* [What you should do]
Return each line of the entries below that contains the string "wagon", matching case exactly.

** start of Data for processing **

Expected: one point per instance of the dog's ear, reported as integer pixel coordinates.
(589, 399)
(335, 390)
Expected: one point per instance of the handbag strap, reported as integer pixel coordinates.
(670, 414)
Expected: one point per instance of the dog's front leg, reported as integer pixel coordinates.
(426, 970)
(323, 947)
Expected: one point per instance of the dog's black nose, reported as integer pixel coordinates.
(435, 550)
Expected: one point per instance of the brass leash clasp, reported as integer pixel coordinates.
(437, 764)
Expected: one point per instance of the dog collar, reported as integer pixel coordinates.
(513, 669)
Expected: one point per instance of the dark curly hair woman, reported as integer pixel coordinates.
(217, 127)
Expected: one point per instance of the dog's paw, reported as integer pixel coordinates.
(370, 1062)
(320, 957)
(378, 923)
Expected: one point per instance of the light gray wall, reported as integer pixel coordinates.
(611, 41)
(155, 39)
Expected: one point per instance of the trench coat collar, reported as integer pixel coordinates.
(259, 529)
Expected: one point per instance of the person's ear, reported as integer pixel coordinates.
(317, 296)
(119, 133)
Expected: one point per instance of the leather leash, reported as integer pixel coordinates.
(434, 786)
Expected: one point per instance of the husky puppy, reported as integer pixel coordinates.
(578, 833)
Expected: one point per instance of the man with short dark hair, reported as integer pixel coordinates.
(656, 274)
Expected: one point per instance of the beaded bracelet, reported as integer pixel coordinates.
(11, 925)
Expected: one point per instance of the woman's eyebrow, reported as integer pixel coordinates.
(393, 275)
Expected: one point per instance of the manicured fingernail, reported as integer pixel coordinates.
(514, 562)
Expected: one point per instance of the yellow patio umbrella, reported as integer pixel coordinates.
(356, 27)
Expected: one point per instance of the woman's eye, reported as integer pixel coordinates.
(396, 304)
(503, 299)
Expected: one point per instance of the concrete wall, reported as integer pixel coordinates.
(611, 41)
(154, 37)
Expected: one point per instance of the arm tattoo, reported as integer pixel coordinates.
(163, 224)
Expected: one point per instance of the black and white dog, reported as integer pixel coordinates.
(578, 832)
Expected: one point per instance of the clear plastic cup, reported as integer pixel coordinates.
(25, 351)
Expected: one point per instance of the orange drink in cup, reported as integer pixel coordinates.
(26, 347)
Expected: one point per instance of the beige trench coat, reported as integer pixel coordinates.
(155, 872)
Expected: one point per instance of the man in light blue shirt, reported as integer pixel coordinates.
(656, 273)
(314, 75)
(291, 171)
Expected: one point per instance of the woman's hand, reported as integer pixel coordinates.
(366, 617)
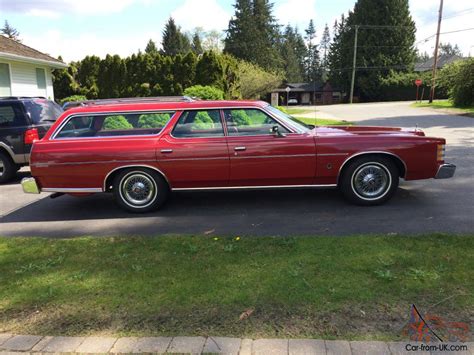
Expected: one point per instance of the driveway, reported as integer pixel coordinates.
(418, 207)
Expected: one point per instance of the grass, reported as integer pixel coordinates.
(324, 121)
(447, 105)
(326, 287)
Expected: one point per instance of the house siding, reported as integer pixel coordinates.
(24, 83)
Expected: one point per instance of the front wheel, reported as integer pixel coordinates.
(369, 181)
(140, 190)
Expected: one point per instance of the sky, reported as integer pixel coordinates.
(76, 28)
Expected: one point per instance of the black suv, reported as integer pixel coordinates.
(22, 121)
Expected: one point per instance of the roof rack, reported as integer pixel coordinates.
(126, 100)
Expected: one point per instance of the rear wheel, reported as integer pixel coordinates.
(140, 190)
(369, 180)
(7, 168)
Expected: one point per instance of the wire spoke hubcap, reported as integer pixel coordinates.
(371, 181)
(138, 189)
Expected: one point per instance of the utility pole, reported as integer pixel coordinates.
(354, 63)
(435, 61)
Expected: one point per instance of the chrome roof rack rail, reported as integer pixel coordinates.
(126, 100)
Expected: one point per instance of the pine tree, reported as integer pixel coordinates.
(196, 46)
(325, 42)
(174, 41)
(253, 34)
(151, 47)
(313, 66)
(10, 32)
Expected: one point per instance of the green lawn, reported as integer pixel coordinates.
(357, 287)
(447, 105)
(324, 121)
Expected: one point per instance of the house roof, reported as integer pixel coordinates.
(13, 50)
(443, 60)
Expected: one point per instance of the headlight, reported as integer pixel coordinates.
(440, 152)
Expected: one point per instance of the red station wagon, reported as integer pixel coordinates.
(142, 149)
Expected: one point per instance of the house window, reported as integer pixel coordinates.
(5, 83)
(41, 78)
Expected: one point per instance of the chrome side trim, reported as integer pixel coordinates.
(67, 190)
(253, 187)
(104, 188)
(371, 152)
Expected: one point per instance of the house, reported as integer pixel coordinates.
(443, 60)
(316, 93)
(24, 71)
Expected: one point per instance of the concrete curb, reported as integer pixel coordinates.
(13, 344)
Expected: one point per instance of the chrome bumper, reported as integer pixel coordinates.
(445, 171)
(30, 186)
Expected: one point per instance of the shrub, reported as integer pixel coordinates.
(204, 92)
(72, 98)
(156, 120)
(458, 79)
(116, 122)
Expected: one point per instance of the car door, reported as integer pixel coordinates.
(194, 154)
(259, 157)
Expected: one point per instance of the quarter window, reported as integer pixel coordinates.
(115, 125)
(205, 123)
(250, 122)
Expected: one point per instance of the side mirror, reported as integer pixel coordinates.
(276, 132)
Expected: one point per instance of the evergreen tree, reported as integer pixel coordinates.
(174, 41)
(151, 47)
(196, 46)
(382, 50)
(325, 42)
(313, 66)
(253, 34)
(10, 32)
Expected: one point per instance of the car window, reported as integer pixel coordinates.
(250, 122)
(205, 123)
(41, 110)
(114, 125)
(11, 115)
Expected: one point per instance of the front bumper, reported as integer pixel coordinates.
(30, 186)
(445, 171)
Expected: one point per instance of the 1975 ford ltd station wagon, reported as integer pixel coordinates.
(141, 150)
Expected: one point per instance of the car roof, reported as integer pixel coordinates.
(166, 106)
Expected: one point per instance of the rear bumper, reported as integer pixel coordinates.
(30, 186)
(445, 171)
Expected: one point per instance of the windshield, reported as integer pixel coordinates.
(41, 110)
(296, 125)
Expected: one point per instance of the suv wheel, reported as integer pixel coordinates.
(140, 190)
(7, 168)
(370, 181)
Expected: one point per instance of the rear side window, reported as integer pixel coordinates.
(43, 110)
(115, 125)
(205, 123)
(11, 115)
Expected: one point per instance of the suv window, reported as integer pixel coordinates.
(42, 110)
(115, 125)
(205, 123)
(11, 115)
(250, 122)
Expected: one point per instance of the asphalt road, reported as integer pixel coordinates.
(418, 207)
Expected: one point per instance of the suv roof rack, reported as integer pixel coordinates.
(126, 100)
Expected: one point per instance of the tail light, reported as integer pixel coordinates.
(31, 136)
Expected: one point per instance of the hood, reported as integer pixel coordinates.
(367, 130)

** end of Data for processing **
** start of Data for processing **

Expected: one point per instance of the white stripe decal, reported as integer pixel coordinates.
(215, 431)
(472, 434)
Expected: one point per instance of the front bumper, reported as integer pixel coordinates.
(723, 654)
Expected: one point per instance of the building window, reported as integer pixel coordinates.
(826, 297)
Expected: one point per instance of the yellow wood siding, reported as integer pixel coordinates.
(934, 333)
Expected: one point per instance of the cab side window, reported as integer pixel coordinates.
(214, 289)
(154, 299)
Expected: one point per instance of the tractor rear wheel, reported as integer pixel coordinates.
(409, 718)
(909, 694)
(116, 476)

** end of Data for processing **

* [Correct response]
Expected: one point per instance of the red station wagon, reported as integer pixel coordinates.
Expected: one point per instance of the 1975 ford ltd station wagon, reported as integer pixel coordinates.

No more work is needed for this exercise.